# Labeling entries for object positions
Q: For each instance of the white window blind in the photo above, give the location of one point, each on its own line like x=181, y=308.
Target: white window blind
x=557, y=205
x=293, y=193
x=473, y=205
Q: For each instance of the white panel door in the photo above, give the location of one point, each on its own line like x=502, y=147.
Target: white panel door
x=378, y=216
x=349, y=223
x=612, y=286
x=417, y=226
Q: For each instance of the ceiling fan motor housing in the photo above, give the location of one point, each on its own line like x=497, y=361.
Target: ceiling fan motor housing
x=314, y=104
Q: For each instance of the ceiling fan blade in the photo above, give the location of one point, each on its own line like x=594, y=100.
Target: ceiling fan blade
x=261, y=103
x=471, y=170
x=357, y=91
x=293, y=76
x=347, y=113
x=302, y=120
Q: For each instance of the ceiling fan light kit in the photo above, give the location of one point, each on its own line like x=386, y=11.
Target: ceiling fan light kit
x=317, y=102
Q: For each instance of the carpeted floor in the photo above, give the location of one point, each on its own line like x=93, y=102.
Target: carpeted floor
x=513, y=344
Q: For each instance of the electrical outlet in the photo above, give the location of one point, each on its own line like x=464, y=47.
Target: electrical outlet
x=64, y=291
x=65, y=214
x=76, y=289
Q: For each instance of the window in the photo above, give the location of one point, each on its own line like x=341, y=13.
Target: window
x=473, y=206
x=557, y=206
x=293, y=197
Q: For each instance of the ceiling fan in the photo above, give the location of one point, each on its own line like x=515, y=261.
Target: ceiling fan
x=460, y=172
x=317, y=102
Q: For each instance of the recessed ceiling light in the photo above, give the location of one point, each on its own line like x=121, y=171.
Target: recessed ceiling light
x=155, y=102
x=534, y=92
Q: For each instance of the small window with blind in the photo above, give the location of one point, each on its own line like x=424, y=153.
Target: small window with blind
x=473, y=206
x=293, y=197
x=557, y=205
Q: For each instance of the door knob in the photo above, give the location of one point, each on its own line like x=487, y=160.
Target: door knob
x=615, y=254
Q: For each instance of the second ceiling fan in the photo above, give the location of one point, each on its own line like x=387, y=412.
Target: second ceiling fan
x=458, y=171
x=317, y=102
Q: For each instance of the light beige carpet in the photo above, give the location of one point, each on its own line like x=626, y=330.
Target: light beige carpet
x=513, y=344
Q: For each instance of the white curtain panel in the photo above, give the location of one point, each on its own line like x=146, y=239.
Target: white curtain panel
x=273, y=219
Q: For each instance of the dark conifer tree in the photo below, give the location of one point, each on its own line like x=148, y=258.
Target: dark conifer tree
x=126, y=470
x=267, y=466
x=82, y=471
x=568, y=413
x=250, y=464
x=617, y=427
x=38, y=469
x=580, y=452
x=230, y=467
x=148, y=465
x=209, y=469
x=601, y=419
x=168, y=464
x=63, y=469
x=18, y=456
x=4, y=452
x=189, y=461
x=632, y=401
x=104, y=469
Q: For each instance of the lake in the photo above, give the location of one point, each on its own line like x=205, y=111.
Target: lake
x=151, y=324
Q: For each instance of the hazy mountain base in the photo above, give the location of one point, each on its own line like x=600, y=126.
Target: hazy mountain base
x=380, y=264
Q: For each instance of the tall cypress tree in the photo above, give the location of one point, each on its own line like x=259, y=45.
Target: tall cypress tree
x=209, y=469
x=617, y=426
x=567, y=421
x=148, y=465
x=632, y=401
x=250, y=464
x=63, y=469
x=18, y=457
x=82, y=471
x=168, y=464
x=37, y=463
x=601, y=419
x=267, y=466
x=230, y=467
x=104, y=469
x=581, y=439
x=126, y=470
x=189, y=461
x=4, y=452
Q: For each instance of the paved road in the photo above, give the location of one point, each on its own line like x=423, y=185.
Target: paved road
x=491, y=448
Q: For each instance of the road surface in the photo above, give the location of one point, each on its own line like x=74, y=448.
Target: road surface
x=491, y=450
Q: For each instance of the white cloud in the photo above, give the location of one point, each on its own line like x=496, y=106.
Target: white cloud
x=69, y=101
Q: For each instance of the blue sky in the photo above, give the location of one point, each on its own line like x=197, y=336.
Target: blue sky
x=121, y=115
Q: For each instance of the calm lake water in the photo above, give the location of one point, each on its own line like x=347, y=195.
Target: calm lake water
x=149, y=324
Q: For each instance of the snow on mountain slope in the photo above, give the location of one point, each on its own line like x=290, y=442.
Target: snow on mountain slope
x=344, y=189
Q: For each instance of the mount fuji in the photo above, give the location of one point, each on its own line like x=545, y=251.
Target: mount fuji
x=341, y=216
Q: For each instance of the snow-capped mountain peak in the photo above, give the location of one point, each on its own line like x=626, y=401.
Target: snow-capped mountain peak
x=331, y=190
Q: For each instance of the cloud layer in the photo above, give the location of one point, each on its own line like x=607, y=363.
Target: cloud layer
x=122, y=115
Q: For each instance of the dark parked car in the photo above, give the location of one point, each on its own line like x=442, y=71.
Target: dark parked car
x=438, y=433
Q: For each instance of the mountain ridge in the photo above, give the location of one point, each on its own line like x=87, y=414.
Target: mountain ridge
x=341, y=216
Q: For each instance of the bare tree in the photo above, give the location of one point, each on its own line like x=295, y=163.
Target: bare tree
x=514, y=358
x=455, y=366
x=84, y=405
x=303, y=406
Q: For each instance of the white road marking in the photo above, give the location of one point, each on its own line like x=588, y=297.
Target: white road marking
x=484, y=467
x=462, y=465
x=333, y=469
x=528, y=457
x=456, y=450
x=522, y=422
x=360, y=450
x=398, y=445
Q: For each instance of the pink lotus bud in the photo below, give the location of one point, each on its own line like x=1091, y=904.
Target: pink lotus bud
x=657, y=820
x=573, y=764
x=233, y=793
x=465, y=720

# What is required
Copy every line of the material above without changing anything.

# Response for this exercise
Q: For each instance of the white window blind in the photo above, give the location of one point, each on its own line like x=181, y=308.
Target: white window blind
x=557, y=205
x=293, y=193
x=473, y=205
Q: For each instance of the white panel door in the photo above, give the location of one point, each on its own line like x=502, y=147.
Target: white panel door
x=378, y=216
x=349, y=223
x=612, y=286
x=417, y=226
Q: For each instance of the ceiling fan motor housing in the photo above, give the location of one point, each on its own line like x=497, y=361.
Target: ceiling fan motor housing
x=314, y=104
Q: For each instance of the ceiling fan blade in the photo above, give the location of one point, each on its own line like x=594, y=100.
Target: ceiling fan blade
x=261, y=103
x=471, y=170
x=357, y=91
x=293, y=76
x=347, y=113
x=302, y=120
Q: For each instance of the ceiling fan light kit in the photo above, give the location of one point, each on its own line like x=386, y=11.
Target: ceiling fan light kit
x=317, y=102
Q: For each instance of the carpeted floor in the photo above, give the location of one point, each on its own line like x=93, y=102.
Target: carpeted floor
x=513, y=344
Q: For each instance of the electrical outlet in the photo above, give the location of one point, each on its own line like x=464, y=47.
Target: electrical outlet
x=64, y=291
x=65, y=214
x=76, y=289
Q: For each instance of the window in the photo above, give the location of one point, each on its own line like x=341, y=13.
Target: window
x=473, y=206
x=557, y=206
x=293, y=197
Q: For each instance of the ceiling fan in the photo above, give the location of one point, each on its own line like x=515, y=261.
Target: ceiling fan
x=460, y=172
x=317, y=102
Q: For each instance of the recessed ceiling light in the photo above, give the location of one point, each on its own line like x=121, y=171.
Target: recessed ceiling light
x=155, y=102
x=534, y=92
Q: For each instance of the small window with blind in the photo above, give the location of one point, each on its own line like x=424, y=153.
Target: small window with blind
x=473, y=206
x=293, y=197
x=557, y=205
Q: For each instance of the door knob in the photo above, give the location of one point, each on its own line like x=487, y=160.
Target: door knob
x=615, y=254
Q: For each instance of the second ceiling fan in the photo above, give the location of one point, each on its own line like x=387, y=412.
Target: second ceiling fan
x=458, y=171
x=317, y=102
Q: For each instance of the light beige carpet in the photo above, give the location of one point, each on its own line like x=626, y=330.
Target: light beige carpet
x=513, y=344
Q: For each instance of the white curtain panel in the photo above, give the location of one point, each on its own line like x=146, y=239.
Target: white curtain panel
x=273, y=219
Q: For each instance of the dark conifer tree in the photo below, give the location of one point, each on its own line like x=148, y=258.
Target: dark conifer tree
x=126, y=470
x=267, y=466
x=82, y=471
x=568, y=413
x=250, y=464
x=617, y=427
x=38, y=469
x=580, y=452
x=230, y=467
x=148, y=465
x=209, y=469
x=601, y=419
x=168, y=464
x=63, y=469
x=18, y=456
x=4, y=452
x=189, y=461
x=632, y=401
x=104, y=469
Q: For each instance of the lake in the photo above, give the location of one point, each on its own line like x=205, y=111.
Target: lake
x=151, y=324
Q: For each instance of the hazy mountain base in the photo above, give the location of one point, each on its own line like x=600, y=126.
Target: hazy mountain base
x=380, y=264
Q: For each instance of the tall cypress tree in the photo above, give the location of one point, each on its own line like x=259, y=45.
Target: tall cypress tree
x=209, y=469
x=617, y=426
x=567, y=421
x=148, y=465
x=632, y=401
x=250, y=464
x=63, y=469
x=18, y=457
x=82, y=471
x=168, y=464
x=37, y=463
x=601, y=419
x=267, y=466
x=230, y=467
x=104, y=469
x=581, y=439
x=126, y=470
x=189, y=461
x=4, y=452
Q: For each instance of the paved road in the photo above, give the location of one point, each on its own line like x=423, y=185.
Target: paved road
x=491, y=448
Q: For each instance of the road surface in the photo above, give the location of one point, each on its own line like x=74, y=448.
Target: road surface
x=491, y=450
Q: For each instance of the white cloud in the photo above, give the location of one point, each on its own line like x=496, y=106.
Target: white cloud
x=69, y=101
Q: For each instance of the blue sky in the photo above, give the location of one point, each on its own line like x=197, y=336.
Target: blue sky
x=121, y=115
Q: For each instance of the calm lake water in the photo above, give the location of one point, each on its own line like x=347, y=195.
Target: calm lake water
x=149, y=324
Q: For each instance of the snow on mountain slope in the photo above, give the location of one point, each on its own line like x=290, y=442.
Target: snow on mountain slope
x=344, y=189
Q: For each instance of the mount fuji in the photo above, give the location of one point, each on its own line like x=545, y=251.
Target: mount fuji
x=341, y=216
Q: For each instance of the snow-capped mountain peak in the photo above, give the location of one point, each on its own line like x=626, y=401.
Target: snow-capped mountain peak
x=331, y=190
Q: For each instance of the cloud layer in the photo above, give the location of one point, each on its own line like x=607, y=363.
Target: cloud layer
x=122, y=115
Q: For each instance of the dark parked car in the photo above, give the location of one point, each on its own line like x=442, y=71.
Target: dark parked car
x=438, y=433
Q: For each instance of the mountain ridge in the photo above, give the location of one point, each on its own line like x=87, y=414.
Target: mountain ridge
x=341, y=216
Q: For each instance of the bare tree in the photo above, give the location of one point, each on its own line like x=295, y=163.
Target: bare tree
x=514, y=358
x=455, y=366
x=84, y=405
x=303, y=406
Q: For each instance of the white road marking in the photo above, give the location of one point, each on its own line like x=588, y=297.
Target: white road marking
x=484, y=467
x=462, y=465
x=333, y=469
x=528, y=457
x=456, y=450
x=522, y=422
x=360, y=450
x=398, y=445
Q: For each instance of the pink lotus bud in the photo below, give the location of one point, each on its own line like x=1091, y=904.
Target: pink lotus bud
x=657, y=820
x=573, y=764
x=233, y=793
x=465, y=720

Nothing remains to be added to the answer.